TASK TO CARRY OUT: In the records below, some lines contain the word "doorway". Copy each of them.

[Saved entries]
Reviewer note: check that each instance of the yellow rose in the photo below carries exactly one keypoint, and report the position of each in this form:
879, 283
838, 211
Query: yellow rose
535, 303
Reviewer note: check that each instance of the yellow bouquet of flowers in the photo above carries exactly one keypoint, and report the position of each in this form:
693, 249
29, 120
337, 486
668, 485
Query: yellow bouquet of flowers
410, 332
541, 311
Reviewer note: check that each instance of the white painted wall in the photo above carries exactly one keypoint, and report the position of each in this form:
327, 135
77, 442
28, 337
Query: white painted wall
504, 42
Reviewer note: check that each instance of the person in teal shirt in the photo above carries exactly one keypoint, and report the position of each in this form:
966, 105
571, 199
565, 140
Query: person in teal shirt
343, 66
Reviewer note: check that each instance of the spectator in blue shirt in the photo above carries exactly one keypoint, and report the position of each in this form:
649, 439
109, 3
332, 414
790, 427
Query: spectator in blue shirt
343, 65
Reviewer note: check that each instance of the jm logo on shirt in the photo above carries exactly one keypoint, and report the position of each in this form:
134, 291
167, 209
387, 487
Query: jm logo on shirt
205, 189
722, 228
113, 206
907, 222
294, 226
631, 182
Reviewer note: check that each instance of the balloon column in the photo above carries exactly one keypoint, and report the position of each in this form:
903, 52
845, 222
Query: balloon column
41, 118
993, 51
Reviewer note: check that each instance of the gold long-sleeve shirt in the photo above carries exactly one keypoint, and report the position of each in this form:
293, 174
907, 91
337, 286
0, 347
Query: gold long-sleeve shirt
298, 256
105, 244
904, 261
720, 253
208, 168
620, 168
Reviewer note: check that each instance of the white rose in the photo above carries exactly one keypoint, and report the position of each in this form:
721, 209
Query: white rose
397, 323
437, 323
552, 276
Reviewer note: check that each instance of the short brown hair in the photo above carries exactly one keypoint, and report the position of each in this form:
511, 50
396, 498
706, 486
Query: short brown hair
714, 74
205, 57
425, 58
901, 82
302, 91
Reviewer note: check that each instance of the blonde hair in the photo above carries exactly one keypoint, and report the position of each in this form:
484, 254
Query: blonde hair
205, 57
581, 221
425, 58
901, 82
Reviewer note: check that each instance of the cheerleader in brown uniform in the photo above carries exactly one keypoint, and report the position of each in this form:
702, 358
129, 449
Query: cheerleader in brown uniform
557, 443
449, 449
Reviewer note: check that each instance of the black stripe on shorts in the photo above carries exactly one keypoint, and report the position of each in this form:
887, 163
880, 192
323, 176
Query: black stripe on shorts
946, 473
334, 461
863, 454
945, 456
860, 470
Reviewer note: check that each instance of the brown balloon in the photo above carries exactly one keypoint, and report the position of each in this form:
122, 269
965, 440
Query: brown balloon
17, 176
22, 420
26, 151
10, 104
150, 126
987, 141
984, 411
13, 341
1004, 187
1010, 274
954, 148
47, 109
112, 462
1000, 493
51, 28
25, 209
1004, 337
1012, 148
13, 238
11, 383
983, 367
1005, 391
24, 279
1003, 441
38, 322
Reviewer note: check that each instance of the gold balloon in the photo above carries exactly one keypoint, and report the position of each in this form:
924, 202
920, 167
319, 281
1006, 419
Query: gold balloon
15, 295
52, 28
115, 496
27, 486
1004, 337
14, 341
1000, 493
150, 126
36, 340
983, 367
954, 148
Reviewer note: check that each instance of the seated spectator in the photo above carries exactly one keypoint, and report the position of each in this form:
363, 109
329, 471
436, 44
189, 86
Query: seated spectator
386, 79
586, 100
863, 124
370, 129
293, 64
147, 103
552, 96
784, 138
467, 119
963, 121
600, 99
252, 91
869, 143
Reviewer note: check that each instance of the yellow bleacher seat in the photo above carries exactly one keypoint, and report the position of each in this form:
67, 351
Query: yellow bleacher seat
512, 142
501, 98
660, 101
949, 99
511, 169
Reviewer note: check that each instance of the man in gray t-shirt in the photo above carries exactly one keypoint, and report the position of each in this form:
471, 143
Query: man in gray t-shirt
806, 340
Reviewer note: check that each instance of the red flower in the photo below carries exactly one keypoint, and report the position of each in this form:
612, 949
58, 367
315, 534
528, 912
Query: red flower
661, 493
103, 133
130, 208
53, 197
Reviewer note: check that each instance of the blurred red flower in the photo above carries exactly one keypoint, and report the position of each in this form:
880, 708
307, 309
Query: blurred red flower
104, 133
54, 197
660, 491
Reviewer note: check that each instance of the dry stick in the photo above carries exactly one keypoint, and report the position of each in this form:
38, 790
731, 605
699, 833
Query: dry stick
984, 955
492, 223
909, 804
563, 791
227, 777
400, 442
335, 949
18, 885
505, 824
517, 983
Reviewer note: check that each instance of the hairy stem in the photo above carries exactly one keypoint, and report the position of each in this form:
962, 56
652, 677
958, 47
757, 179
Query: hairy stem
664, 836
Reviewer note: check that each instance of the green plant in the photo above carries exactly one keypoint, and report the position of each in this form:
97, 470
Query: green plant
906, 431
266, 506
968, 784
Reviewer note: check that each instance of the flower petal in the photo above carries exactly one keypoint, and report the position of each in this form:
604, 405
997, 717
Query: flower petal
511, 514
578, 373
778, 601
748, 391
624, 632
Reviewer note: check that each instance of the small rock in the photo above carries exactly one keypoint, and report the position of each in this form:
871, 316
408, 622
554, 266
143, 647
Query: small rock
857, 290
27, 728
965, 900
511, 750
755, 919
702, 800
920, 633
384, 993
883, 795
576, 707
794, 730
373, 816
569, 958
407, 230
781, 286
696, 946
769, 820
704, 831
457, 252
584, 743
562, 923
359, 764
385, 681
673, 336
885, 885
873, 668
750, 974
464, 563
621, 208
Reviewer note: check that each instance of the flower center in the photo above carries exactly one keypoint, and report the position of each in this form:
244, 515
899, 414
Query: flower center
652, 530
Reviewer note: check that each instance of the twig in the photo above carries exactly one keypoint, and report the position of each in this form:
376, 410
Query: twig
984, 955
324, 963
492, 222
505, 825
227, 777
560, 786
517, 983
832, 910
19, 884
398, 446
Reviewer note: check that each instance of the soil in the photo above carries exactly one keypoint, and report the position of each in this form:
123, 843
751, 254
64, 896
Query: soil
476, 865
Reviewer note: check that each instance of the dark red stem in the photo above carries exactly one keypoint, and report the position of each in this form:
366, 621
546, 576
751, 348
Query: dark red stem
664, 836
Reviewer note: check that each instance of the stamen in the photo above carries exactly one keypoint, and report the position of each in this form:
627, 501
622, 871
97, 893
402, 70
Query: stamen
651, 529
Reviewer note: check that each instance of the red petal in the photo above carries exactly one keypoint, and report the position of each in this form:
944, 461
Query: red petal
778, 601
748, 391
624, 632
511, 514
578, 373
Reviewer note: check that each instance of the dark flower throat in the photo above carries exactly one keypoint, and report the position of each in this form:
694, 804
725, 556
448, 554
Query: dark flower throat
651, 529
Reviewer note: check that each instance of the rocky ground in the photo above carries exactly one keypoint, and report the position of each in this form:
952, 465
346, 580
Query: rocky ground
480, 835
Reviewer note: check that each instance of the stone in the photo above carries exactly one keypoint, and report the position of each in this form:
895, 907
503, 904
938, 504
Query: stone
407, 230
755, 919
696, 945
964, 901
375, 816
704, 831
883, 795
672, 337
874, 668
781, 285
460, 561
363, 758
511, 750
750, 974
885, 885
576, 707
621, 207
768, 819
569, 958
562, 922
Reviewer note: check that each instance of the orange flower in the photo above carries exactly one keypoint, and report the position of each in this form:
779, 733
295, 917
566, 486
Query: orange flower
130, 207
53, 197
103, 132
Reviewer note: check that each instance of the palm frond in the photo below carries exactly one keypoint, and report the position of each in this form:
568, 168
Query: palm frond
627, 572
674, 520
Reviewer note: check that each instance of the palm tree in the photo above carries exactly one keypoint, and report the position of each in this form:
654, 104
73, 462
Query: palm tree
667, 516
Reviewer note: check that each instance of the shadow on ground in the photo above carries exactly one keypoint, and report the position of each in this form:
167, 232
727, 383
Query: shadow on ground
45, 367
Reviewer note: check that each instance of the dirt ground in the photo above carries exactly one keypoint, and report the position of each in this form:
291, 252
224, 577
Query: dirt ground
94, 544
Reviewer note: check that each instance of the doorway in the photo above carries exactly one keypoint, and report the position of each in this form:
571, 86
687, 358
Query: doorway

THE ANSWER:
Reviewer note: check that each instance of the doorway in the photo above carries exactly one keypoint, and report the position of each in this form:
Query: doorway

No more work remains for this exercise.